#### Compito richiesto A:
Trascrivi per intero e senza alcuna modifica il brano sulla scala interna dei nuraghi.

Quando non si apre a lato del corridoio, la scala parte dall’interno della camera e poi si sviluppa con andamento elicoidale entro lo spessore della massa muraria, a volte con inclinazione poco accentuata, altre con andamento più ripido e percorso più breve. Presenta generalmente gradini più o meno ripidi in alcuni casi sostituiti da un semplice piano inclinato: la copertura del vano-scala è ad aggetto con profilo angolare, salvo alcuni tratti, soprattutto all’inizio, chiusi a lastre trasversali. Lungo il suo percorso si aprono spesso degli spiragli di luce verso l’esterno – in passato erroneamente chiamati “feritoie” – mentre più raramente si possono avere anche piccole aperture rivolte verso la camera (ad esempio nel nuraghe Losa-Abbasanta).

#### Voci:

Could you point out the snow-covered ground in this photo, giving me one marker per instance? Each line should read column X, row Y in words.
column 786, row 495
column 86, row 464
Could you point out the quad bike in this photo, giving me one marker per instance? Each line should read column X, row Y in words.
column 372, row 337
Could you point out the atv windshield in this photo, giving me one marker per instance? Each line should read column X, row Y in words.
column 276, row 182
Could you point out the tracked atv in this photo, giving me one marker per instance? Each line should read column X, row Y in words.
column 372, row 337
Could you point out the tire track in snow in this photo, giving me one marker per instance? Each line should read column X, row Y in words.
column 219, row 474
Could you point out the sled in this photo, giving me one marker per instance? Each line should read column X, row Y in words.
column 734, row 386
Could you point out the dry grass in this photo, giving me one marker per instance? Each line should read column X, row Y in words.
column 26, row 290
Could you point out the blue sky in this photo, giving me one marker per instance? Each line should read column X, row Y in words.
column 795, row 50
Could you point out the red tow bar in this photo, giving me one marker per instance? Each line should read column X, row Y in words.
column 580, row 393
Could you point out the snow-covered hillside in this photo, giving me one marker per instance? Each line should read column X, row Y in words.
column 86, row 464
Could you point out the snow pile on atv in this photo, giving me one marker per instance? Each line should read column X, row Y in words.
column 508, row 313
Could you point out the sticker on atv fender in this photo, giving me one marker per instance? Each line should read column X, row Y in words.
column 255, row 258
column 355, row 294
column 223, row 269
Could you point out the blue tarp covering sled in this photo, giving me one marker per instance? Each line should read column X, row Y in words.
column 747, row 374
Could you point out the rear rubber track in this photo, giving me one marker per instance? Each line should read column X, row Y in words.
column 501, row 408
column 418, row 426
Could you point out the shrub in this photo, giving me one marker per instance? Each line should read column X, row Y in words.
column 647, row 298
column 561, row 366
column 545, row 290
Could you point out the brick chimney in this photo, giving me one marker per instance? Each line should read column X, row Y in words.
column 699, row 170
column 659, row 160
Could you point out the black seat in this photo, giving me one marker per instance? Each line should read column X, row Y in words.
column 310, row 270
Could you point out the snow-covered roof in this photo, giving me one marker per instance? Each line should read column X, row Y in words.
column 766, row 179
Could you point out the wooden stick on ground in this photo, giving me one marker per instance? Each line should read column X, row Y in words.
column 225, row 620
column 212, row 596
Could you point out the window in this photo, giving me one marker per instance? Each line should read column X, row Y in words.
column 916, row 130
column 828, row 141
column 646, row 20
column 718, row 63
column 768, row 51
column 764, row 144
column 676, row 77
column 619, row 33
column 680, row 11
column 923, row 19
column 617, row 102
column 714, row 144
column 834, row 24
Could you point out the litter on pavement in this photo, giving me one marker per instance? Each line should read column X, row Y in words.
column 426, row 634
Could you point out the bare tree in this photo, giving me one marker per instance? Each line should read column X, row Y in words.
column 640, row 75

#### Compito richiesto B:
Nei record, a cominciare dalla riga con "Could you point out the quad" e proseguendo fino alla riga con "column 508, row 313", entrambe incluse, sostituisci "quad bike" con "four-wheeler" lasciando invariato tutto il resto. Restituisci soltanto queste righe così aggiornate.

#### Soluzione A:
Quando non si apre a lato del corridoio, la scala parte dall’interno della camera e poi si sviluppa con andamento elicoidale entro lo spessore della massa muraria, a volte con inclinazione poco accentuata, altre con andamento più ripido e percorso più breve. Presenta generalmente gradini più o meno ripidi in alcuni casi sostituiti da un semplice piano inclinato: la copertura del vano-scala è ad aggetto con profilo angolare, salvo alcuni tratti, soprattutto all’inizio, chiusi a lastre trasversali. Lungo il suo percorso si aprono spesso degli spiragli di luce verso l’esterno – in passato erroneamente chiamati “feritoie” – mentre più raramente si possono avere anche piccole aperture rivolte verso la camera (ad esempio nel nuraghe Losa-Abbasanta).

#### Soluzione B:
Could you point out the four-wheeler in this photo, giving me one marker per instance? Each line should read column X, row Y in words.
column 372, row 337
Could you point out the atv windshield in this photo, giving me one marker per instance? Each line should read column X, row Y in words.
column 276, row 182
Could you point out the tracked atv in this photo, giving me one marker per instance? Each line should read column X, row Y in words.
column 372, row 337
Could you point out the tire track in snow in this photo, giving me one marker per instance? Each line should read column X, row Y in words.
column 219, row 474
Could you point out the sled in this photo, giving me one marker per instance? Each line should read column X, row Y in words.
column 734, row 386
Could you point out the dry grass in this photo, giving me one marker per instance? Each line should read column X, row Y in words.
column 26, row 290
Could you point out the blue sky in this photo, giving me one marker per instance? Each line should read column X, row Y in words.
column 795, row 50
Could you point out the red tow bar in this photo, giving me one marker per instance? Each line should read column X, row Y in words.
column 580, row 393
Could you point out the snow-covered hillside in this photo, giving me one marker per instance? Each line should read column X, row Y in words.
column 86, row 464
Could you point out the snow pile on atv in this photo, giving me one marker per instance? Each line should read column X, row Y in words.
column 508, row 313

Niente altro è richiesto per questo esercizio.